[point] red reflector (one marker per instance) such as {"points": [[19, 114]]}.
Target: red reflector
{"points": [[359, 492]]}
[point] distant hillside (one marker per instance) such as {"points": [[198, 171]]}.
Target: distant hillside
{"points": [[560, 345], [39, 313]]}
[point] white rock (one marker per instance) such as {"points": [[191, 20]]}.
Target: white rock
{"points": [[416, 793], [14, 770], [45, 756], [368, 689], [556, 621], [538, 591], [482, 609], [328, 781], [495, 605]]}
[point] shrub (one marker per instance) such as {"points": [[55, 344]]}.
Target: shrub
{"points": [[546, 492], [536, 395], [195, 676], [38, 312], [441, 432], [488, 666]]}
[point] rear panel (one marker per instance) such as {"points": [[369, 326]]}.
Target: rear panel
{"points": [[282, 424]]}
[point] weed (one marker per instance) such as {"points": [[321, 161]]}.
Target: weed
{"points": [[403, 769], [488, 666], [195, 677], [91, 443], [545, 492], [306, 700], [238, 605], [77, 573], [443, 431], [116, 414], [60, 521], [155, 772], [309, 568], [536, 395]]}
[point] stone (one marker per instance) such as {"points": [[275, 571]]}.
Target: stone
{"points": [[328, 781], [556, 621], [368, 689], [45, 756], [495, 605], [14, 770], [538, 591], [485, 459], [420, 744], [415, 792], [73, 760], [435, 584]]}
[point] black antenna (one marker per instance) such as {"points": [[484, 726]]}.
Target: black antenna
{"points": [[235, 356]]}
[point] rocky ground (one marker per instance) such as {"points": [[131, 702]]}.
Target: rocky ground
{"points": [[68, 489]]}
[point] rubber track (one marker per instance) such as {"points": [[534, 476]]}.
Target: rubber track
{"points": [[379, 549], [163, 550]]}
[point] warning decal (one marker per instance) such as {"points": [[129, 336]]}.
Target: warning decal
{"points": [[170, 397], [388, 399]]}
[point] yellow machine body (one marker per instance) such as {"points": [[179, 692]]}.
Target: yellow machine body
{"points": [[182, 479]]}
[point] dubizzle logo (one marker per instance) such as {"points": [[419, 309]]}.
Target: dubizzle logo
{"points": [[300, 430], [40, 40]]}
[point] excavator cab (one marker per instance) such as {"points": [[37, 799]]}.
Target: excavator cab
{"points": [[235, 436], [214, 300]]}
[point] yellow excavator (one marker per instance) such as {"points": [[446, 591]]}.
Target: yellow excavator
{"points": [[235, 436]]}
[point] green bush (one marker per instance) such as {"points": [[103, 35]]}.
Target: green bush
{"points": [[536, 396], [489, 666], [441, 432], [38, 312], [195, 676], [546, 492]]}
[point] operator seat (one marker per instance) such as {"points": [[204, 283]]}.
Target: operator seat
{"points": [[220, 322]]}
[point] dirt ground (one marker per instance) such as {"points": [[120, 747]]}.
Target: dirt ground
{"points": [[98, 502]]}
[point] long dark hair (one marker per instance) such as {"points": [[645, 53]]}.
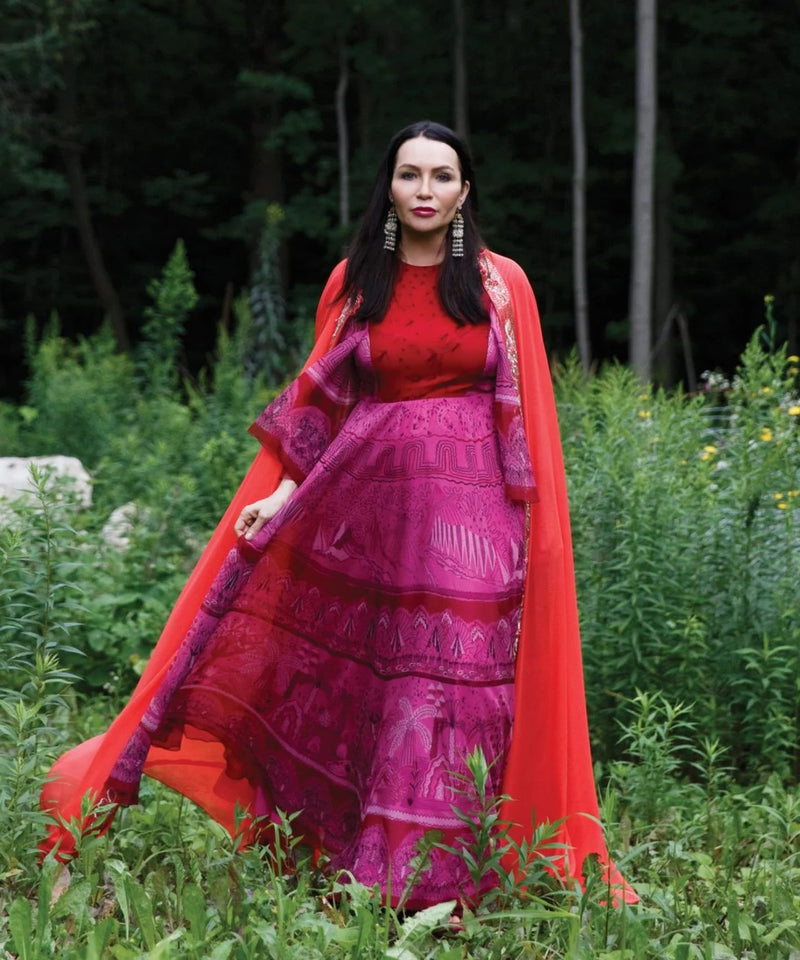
+===+
▶ [REQUIRED TASK]: Write out all of the entries above word for word, leaving out the picture.

▶ [EXERCISE RESULT]:
[point] red reflector (one marker per instance) such as {"points": [[19, 114]]}.
Target: red reflector
{"points": [[359, 492]]}
[point] distant hillside (one marker per instance) such as {"points": [[198, 171]]}.
Target: distant hillside
{"points": [[560, 345], [39, 313]]}
[point] white rock (one marker per instance) such as {"points": [[191, 20]]}.
Target: white rock
{"points": [[416, 793], [14, 770], [45, 756], [368, 689], [556, 621], [538, 591], [482, 609], [328, 781], [495, 605]]}
[point] shrub (one marker per instance) such as {"points": [[55, 344]]}.
Target: shrub
{"points": [[546, 492], [536, 395], [195, 676], [38, 312], [441, 432], [488, 666]]}
[point] rear panel (one marker per instance) such as {"points": [[369, 326]]}.
Target: rear panel
{"points": [[282, 424]]}
[point] weed (one marker per instance) such as {"points": [[321, 161]]}.
Target: weed
{"points": [[403, 769], [488, 666], [195, 677], [91, 443], [545, 492], [306, 700], [238, 605], [77, 573], [443, 431], [116, 414], [60, 521], [155, 772], [309, 568], [536, 395]]}
[point] stone (one marker per instance) such as {"points": [[275, 571]]}.
Target: stone
{"points": [[328, 781], [556, 621], [368, 689], [45, 756], [495, 605], [14, 770], [538, 591], [485, 459], [420, 744], [415, 792], [73, 760], [435, 584]]}
[point] black antenna (one marker per instance) such as {"points": [[484, 726]]}.
Target: black antenna
{"points": [[235, 356]]}
[point] rocky ground (one marker per instance) such as {"points": [[131, 702]]}.
Target: rocky ground
{"points": [[68, 489]]}
[point] rubber track (one marker per instance) such as {"points": [[534, 476]]}.
Target: rubber track
{"points": [[379, 549], [163, 550]]}
[point] warning decal (one marker per instance) such as {"points": [[129, 336]]}.
Target: warning decal
{"points": [[170, 397], [388, 399]]}
[point] yellow machine body (one marker per instance) such as {"points": [[179, 692]]}.
Target: yellow machine body
{"points": [[182, 479]]}
[point] dubizzle logo (one marker per instance) such as {"points": [[419, 309]]}.
Target: dubizzle logo
{"points": [[300, 430], [40, 40]]}
[point] excavator cab (one marker per instance) such as {"points": [[37, 799]]}.
Target: excavator cab
{"points": [[235, 436], [214, 300]]}
[point] yellow excavator (one marker per instance) such as {"points": [[446, 591]]}.
Target: yellow excavator
{"points": [[235, 436]]}
[point] green bush (one marker per instance) such as {"points": [[103, 35]]}.
Target: green bush
{"points": [[536, 396], [489, 666], [441, 432], [38, 312], [195, 676], [546, 492]]}
[point] operator seat (one marker per instance) such as {"points": [[204, 283]]}.
Target: operator seat
{"points": [[220, 322]]}
[point] dirt ground (one marker per instance) such as {"points": [[120, 747]]}.
Target: dirt ground
{"points": [[98, 502]]}
[point] long dark hair (one marker per instance) such as {"points": [[645, 53]]}.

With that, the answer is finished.